Duplicate word for word the portion of the polyphenols article that runs between "Compounds inherent in" and "in the brain.", inclusive.
-- Page extract follows --
Compounds inherent in berries, pomegranate juice, wine and green tea have all been cited as having the potential to help people live longer and better. New research is revealing how these compounds—called polyphenols—work, not only as anti-oxidants but also in a neuroprotective capacity in the brain.
Down the road, this work could lead to new, more directed treatments for neurodegenerative disorders such as Alzheimer’s Disease, amyotrophic lateral sclerosis (Lou Gehrig’s Disease) and Huntington’s Disease.
The Power of Polyphenols
But how might something like a glass of pomegranate juice help protect the brain? The secret lies in the substance’s polyphenol molecules.
Polyphenols are naturally occurring chemical compounds in plants that can be found in significant amounts in the skins of berries, grapes, beans and nuts. For the most part, the health effects of polyphenols, such as reduced risk of cardiovascular disease and cancer, have been chalked up to their anti-oxidant properties.
-- Page extract concluded --
-- Source material follows --
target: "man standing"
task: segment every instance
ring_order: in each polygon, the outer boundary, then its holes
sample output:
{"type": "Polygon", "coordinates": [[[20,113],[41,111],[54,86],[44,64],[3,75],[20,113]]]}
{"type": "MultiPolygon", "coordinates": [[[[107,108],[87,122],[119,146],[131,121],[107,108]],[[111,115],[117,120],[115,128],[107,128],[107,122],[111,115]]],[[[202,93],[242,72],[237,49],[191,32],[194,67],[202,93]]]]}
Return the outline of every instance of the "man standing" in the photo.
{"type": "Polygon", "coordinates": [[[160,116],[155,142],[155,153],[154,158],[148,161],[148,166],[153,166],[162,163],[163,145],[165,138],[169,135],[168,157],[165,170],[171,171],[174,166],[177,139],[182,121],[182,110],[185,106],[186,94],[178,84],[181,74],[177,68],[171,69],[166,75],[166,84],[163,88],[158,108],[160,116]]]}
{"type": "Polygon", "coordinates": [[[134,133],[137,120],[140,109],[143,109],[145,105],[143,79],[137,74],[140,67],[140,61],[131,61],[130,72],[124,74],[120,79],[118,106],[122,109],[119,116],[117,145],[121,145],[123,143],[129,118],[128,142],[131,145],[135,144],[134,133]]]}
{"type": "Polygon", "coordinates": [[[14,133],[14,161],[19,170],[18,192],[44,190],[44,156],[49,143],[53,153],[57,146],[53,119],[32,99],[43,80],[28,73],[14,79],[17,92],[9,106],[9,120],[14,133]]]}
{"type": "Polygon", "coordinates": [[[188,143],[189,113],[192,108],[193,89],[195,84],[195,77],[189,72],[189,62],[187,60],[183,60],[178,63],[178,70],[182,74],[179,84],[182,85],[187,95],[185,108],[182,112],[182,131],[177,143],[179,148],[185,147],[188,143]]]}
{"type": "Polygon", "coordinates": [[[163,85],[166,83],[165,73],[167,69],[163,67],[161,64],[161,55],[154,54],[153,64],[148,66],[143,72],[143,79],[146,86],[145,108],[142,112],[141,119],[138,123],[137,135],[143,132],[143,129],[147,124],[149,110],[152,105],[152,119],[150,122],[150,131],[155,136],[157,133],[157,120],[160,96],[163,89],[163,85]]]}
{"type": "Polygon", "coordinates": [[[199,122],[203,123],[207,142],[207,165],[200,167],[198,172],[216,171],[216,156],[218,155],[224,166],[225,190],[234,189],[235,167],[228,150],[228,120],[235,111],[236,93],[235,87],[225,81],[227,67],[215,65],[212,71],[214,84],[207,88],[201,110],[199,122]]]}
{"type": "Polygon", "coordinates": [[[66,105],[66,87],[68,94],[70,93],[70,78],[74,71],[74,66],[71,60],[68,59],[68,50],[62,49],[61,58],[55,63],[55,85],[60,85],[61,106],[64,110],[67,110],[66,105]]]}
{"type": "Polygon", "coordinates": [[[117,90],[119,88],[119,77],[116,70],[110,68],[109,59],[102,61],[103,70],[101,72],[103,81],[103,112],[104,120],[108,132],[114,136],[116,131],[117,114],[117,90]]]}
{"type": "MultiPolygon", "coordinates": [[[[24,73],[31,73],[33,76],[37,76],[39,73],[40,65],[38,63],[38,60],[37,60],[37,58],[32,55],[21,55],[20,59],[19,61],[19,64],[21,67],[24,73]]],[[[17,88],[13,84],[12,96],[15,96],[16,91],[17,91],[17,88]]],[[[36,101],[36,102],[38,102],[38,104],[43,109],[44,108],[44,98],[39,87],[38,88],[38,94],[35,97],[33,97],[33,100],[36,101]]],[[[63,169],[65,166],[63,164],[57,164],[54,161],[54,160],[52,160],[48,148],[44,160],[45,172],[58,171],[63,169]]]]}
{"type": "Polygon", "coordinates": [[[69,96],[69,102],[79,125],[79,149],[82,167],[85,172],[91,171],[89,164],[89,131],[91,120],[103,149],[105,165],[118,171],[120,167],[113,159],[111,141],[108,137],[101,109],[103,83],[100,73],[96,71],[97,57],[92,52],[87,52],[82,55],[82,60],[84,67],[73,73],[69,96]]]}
-- Source material concluded --
# [Exercise response]
Compounds inherent in berries, pomegranate juice, wine and green tea have all been cited as having the potential to help people live longer and better. New research is revealing how these compounds—called polyphenols—work, not only as anti-oxidants but also in a neuroprotective capacity in the brain.